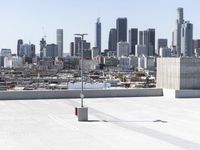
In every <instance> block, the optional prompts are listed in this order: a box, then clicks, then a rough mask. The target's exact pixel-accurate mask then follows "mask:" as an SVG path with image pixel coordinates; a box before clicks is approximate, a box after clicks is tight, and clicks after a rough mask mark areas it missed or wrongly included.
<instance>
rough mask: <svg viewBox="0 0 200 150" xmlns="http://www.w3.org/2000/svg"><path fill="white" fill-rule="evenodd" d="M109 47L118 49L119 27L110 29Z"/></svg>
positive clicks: (112, 49) (109, 33)
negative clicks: (118, 28)
mask: <svg viewBox="0 0 200 150" xmlns="http://www.w3.org/2000/svg"><path fill="white" fill-rule="evenodd" d="M108 49H109V50H110V51H115V52H116V51H117V29H115V28H112V29H110V33H109V39H108Z"/></svg>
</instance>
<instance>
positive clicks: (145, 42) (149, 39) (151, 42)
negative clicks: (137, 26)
mask: <svg viewBox="0 0 200 150" xmlns="http://www.w3.org/2000/svg"><path fill="white" fill-rule="evenodd" d="M139 45H146V48H147V55H148V56H154V55H155V29H147V30H145V31H140V32H139Z"/></svg>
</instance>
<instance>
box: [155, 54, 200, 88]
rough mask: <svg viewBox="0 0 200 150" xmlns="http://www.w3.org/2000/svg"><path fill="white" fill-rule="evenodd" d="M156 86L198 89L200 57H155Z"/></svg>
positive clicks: (199, 85)
mask: <svg viewBox="0 0 200 150" xmlns="http://www.w3.org/2000/svg"><path fill="white" fill-rule="evenodd" d="M157 87H159V88H166V89H175V90H183V89H200V58H186V57H179V58H157Z"/></svg>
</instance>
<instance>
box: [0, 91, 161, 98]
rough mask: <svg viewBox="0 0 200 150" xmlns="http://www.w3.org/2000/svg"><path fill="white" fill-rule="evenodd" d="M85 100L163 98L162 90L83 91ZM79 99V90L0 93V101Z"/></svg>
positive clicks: (33, 91)
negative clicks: (121, 98) (113, 97)
mask: <svg viewBox="0 0 200 150" xmlns="http://www.w3.org/2000/svg"><path fill="white" fill-rule="evenodd" d="M83 93H84V97H85V98H104V97H146V96H163V90H162V89H105V90H84V92H83ZM62 98H80V90H49V91H1V92H0V100H23V99H62Z"/></svg>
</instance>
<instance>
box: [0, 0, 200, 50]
mask: <svg viewBox="0 0 200 150" xmlns="http://www.w3.org/2000/svg"><path fill="white" fill-rule="evenodd" d="M0 2H1V3H0V26H1V28H0V48H11V49H12V51H13V52H16V43H17V39H20V38H21V39H23V40H24V42H25V43H28V42H29V41H30V42H31V43H33V44H35V45H36V48H37V52H38V50H39V41H40V39H41V38H42V36H43V35H44V34H46V35H47V43H55V42H56V29H57V28H63V29H64V52H69V43H70V42H71V41H73V39H74V36H73V34H74V33H82V32H84V33H88V34H89V35H88V36H87V40H88V41H90V42H91V44H92V46H94V36H95V33H94V31H95V22H96V18H98V17H101V22H102V47H103V48H104V49H105V48H107V42H108V34H109V30H110V28H113V27H115V23H116V19H117V18H118V17H127V18H128V28H131V27H134V28H135V27H136V28H138V29H139V30H145V29H147V28H156V38H168V39H169V43H171V32H172V30H173V29H174V28H175V19H176V8H177V7H183V8H184V18H185V20H190V21H191V22H192V23H193V24H194V38H200V19H199V18H200V17H199V6H200V1H199V0H123V1H122V0H98V1H97V0H96V1H95V0H0Z"/></svg>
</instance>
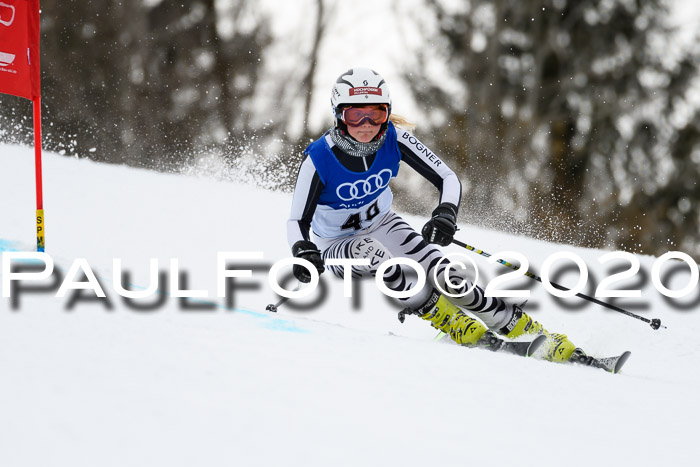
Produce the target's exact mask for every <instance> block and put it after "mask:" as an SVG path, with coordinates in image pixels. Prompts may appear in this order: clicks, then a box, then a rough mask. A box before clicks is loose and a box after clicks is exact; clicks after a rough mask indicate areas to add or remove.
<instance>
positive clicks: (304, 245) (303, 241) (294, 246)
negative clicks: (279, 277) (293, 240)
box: [292, 240, 325, 284]
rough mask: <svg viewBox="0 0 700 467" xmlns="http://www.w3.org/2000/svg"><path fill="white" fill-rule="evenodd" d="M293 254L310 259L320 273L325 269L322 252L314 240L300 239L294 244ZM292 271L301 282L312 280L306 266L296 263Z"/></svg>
mask: <svg viewBox="0 0 700 467" xmlns="http://www.w3.org/2000/svg"><path fill="white" fill-rule="evenodd" d="M292 254H293V255H294V256H295V257H297V258H301V259H305V260H306V261H309V262H310V263H311V264H312V265H313V266H314V267H315V268H316V270H317V271H318V273H319V274H321V273H322V272H323V271H324V269H325V266H324V265H323V258H321V252H320V251H319V249H318V247H317V246H316V245H315V244H314V243H313V242H309V241H306V240H299V241H298V242H296V243H295V244H294V246H292ZM292 273H293V274H294V277H296V278H297V280H299V282H303V283H304V284H308V283H309V282H311V274H310V273H309V271H308V270H307V269H306V268H305V267H304V266H302V265H300V264H295V265H294V267H293V268H292Z"/></svg>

What you have to do =>
Each entry needs to be returned verbatim, with its pictures left out.

Answer to this exercise =>
In every <instance> block, the optional prompts are listed in this order: a box, then clicks, then a rough mask. The target's exact pixel-accurate mask then follows "mask:" as an SVG path with image pixel coordinates; a box before clicks is approximate, a box after clicks is tight, and clicks after a rough mask mark areas it missed or wrongly included.
<instance>
rough mask: <svg viewBox="0 0 200 150" xmlns="http://www.w3.org/2000/svg"><path fill="white" fill-rule="evenodd" d="M109 47L118 49L119 27L110 29Z"/></svg>
positive clicks: (112, 49) (109, 33)
negative clicks: (118, 28)
mask: <svg viewBox="0 0 200 150" xmlns="http://www.w3.org/2000/svg"><path fill="white" fill-rule="evenodd" d="M108 49H109V50H110V51H115V52H116V51H117V29H115V28H112V29H110V33H109V39H108Z"/></svg>
</instance>
<instance>
positive clicks: (145, 42) (149, 39) (151, 42)
negative clicks: (137, 26)
mask: <svg viewBox="0 0 200 150" xmlns="http://www.w3.org/2000/svg"><path fill="white" fill-rule="evenodd" d="M139 45H146V48H147V55H148V56H154V55H155V29H147V30H145V31H140V32H139Z"/></svg>
</instance>
<instance>
box: [155, 54, 200, 88]
rough mask: <svg viewBox="0 0 200 150" xmlns="http://www.w3.org/2000/svg"><path fill="white" fill-rule="evenodd" d="M156 86L198 89L200 57H155Z"/></svg>
positive clicks: (199, 85)
mask: <svg viewBox="0 0 200 150" xmlns="http://www.w3.org/2000/svg"><path fill="white" fill-rule="evenodd" d="M157 87H159V88H166V89H175V90H183V89H200V58H186V57H179V58H157Z"/></svg>
</instance>
<instance>
box: [0, 91, 161, 98]
rough mask: <svg viewBox="0 0 200 150" xmlns="http://www.w3.org/2000/svg"><path fill="white" fill-rule="evenodd" d="M85 100L163 98L162 90L83 91ZM79 99V90L0 93V101Z"/></svg>
positive clicks: (33, 91)
negative clicks: (121, 98) (113, 97)
mask: <svg viewBox="0 0 200 150" xmlns="http://www.w3.org/2000/svg"><path fill="white" fill-rule="evenodd" d="M83 93H84V97H85V98H104V97H146V96H163V90H162V89H105V90H84V92H83ZM62 98H80V90H49V91H1V92H0V100H23V99H62Z"/></svg>
</instance>
<instance>
box: [0, 0, 200, 50]
mask: <svg viewBox="0 0 200 150" xmlns="http://www.w3.org/2000/svg"><path fill="white" fill-rule="evenodd" d="M0 2H1V3H0V26H1V28H0V48H11V49H12V51H13V52H16V43H17V39H20V38H21V39H23V40H24V42H25V43H28V42H29V41H30V42H31V43H33V44H35V45H36V48H37V52H38V50H39V41H40V39H41V38H42V36H43V35H44V34H46V35H47V43H55V42H56V29H57V28H63V29H64V52H69V43H70V42H71V41H73V39H74V36H73V34H74V33H82V32H84V33H88V34H89V35H88V36H87V40H88V41H90V42H91V44H92V46H94V36H95V33H94V31H95V22H96V18H98V17H101V22H102V47H103V48H104V49H105V48H107V42H108V34H109V30H110V28H113V27H115V23H116V19H117V18H118V17H127V18H128V28H131V27H134V28H135V27H136V28H138V29H139V30H145V29H147V28H156V38H168V39H169V43H171V32H172V30H173V29H174V28H175V19H176V8H177V7H183V8H184V18H185V20H190V21H191V22H192V23H193V24H194V38H200V19H199V18H200V17H199V6H200V1H199V0H123V1H122V0H98V1H97V0H96V1H95V0H0Z"/></svg>
</instance>
Produce the target's exact mask for every <instance> block and put it after "mask:" as an SVG path, with coordinates in image pixels. Prompts may appear in this order: clicks, then a box, then a rough mask. A box before clicks is loose and a box after clicks is exact; clicks after a rough mask indicate areas to add or remove.
<instance>
positive clicks: (304, 245) (303, 241) (294, 246)
negative clicks: (279, 277) (293, 240)
box: [292, 240, 325, 284]
rough mask: <svg viewBox="0 0 700 467" xmlns="http://www.w3.org/2000/svg"><path fill="white" fill-rule="evenodd" d="M293 254L310 259L320 273L325 269L322 252L314 240L300 239L294 244ZM292 271L301 282L312 280L306 266L296 263Z"/></svg>
mask: <svg viewBox="0 0 700 467" xmlns="http://www.w3.org/2000/svg"><path fill="white" fill-rule="evenodd" d="M292 254H293V255H294V256H295V257H297V258H301V259H305V260H306V261H309V262H310V263H311V264H312V265H313V266H314V267H315V268H316V270H317V271H318V273H319V274H321V273H322V272H323V271H324V269H325V266H324V265H323V258H321V252H320V251H319V249H318V247H317V246H316V245H315V244H314V243H313V242H309V241H306V240H299V241H298V242H296V243H295V244H294V246H292ZM292 273H293V274H294V277H296V278H297V280H299V282H303V283H304V284H308V283H309V282H311V274H310V273H309V271H308V270H307V269H306V268H305V267H304V266H302V265H300V264H295V265H294V267H293V268H292Z"/></svg>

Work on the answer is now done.